What is needed: Repeat the full listing, word for word.
# Start of Raw data
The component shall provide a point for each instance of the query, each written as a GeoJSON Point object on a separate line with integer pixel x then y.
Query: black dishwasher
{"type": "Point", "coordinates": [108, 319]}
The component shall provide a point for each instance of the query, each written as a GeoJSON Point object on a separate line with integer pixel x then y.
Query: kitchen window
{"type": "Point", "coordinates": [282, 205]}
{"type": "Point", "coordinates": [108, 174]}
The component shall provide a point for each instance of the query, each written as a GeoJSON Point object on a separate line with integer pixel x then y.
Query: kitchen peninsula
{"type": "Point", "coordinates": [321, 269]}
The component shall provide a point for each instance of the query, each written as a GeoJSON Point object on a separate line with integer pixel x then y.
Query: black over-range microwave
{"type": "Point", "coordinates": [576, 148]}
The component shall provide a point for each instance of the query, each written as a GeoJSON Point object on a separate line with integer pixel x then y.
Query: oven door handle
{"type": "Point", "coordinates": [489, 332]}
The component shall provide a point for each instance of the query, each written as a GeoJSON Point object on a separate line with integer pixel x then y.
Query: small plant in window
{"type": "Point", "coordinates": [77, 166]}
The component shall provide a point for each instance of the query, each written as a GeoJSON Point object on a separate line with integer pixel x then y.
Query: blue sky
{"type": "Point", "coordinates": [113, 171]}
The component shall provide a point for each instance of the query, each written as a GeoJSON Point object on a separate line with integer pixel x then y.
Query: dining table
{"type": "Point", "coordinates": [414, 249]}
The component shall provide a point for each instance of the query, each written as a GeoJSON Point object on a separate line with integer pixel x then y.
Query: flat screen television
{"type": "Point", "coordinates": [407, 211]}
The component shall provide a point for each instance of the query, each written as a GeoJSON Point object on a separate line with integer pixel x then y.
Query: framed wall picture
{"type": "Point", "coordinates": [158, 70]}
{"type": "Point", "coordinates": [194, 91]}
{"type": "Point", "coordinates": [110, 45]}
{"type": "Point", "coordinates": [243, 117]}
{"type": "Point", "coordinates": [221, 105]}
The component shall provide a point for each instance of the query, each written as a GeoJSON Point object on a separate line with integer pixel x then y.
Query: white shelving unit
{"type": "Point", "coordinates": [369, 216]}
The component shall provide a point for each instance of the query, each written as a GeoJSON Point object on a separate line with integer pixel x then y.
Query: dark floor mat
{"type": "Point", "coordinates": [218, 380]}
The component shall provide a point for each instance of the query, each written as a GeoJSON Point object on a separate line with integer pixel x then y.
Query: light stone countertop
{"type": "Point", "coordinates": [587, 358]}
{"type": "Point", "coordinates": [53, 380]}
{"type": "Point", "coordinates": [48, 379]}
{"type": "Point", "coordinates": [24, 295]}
# End of Raw data
Right answer:
The component shall provide a point for each instance of the query, each written as a GeoJSON Point object on a separate line with integer pixel x then y.
Query: black dishwasher
{"type": "Point", "coordinates": [108, 319]}
The component shall provide a point for each instance of the query, each written as a GeoJSON Point object on a separate line with integer pixel x then y.
Query: kitchen window
{"type": "Point", "coordinates": [282, 205]}
{"type": "Point", "coordinates": [108, 174]}
The component shall provide a point for each instance of the query, each written as a GeoJSON Point object on a separate line with integer pixel x then y.
Query: kitchen peninsula
{"type": "Point", "coordinates": [321, 269]}
The component shall provide a point for each instance of the query, each written as a GeoJSON Point object on a separate line with integer pixel x then y.
Query: black over-range microwave
{"type": "Point", "coordinates": [576, 148]}
The component shall provide a point for each instance of the query, each written as a GeoJSON Point object on a separate line with integer pixel x then y.
Query: oven door handle
{"type": "Point", "coordinates": [489, 332]}
The component shall provide a point for each instance of the query, each written as a GeoJSON Point object on a separate line with integer pixel x then y.
Query: small plant in window
{"type": "Point", "coordinates": [77, 166]}
The component shall provide a point for each instance of the query, each written as a GeoJSON Point object on a separate line with integer pixel x then y.
Query: blue sky
{"type": "Point", "coordinates": [113, 171]}
The component shall provide a point for each instance of the query, each written as a GeoJSON Point object on a separate line with integer pixel x then y.
Query: dining table
{"type": "Point", "coordinates": [414, 249]}
The component shall provide a point for each instance of the query, each written as a GeoJSON Point object on a separate line with integer pixel x then y.
Query: flat screen television
{"type": "Point", "coordinates": [407, 211]}
The component shall provide a point for each instance of the query, each written as a GeoJSON Point object on a separate line with integer pixel x then y.
Query: framed wall picture
{"type": "Point", "coordinates": [158, 70]}
{"type": "Point", "coordinates": [194, 91]}
{"type": "Point", "coordinates": [110, 45]}
{"type": "Point", "coordinates": [243, 117]}
{"type": "Point", "coordinates": [221, 105]}
The component shall provide a point for each instance of the query, each written as a GeoJSON Point object on a separate line with integer pixel x then y.
Query: white shelving unit
{"type": "Point", "coordinates": [369, 216]}
The component shall provide a point for each instance of the query, each written as a GeoJSON Point object on a separate line with integer pixel x then y.
Query: dark floor mat
{"type": "Point", "coordinates": [218, 380]}
The component shall provide a point for each instance of the query, each written as a GeoJSON Point object on a separate line with integer pixel x then y.
Query: light stone countertop
{"type": "Point", "coordinates": [587, 358]}
{"type": "Point", "coordinates": [53, 380]}
{"type": "Point", "coordinates": [48, 379]}
{"type": "Point", "coordinates": [24, 295]}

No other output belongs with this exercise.